--- Objetivo ---
Por favor, presenta como CSV de dos columnas, "entrada" y "salida", los registros que empiezan en la línea con "7. Identify the distant" y siguen hasta el final de los registros. Pon una fila por registro, con su texto y su respuesta, cada uno en un campo entre comillas y con los saltos de línea convertidos en espacios.

________________________________________

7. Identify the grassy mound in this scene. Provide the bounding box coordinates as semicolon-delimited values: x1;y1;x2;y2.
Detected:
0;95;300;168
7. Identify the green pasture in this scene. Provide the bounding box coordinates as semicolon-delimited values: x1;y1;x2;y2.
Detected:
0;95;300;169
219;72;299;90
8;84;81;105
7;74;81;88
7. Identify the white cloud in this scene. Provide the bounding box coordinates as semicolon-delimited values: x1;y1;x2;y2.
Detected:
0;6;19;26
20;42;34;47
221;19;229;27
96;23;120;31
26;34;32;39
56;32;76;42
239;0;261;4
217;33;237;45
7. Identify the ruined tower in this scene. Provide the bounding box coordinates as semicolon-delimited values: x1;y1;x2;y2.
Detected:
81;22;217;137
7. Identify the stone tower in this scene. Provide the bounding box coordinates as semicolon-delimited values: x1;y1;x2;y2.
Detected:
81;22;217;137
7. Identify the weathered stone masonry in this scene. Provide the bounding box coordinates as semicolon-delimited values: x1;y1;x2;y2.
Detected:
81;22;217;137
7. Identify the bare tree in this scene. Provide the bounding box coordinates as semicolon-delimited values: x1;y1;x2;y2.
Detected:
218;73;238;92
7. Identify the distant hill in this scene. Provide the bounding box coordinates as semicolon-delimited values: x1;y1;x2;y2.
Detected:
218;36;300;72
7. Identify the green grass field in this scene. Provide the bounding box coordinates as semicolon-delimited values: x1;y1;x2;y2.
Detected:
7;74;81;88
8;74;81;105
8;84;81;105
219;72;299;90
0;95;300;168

________________________________________

--- Resultado ---
entrada,salida
"7. Identify the distant hill in this scene. Provide the bounding box coordinates as semicolon-delimited values: x1;y1;x2;y2. Detected:","218;36;300;72"
"7. Identify the green grass field in this scene. Provide the bounding box coordinates as semicolon-delimited values: x1;y1;x2;y2. Detected:","7;74;81;88 8;74;81;105 8;84;81;105 219;72;299;90 0;95;300;168"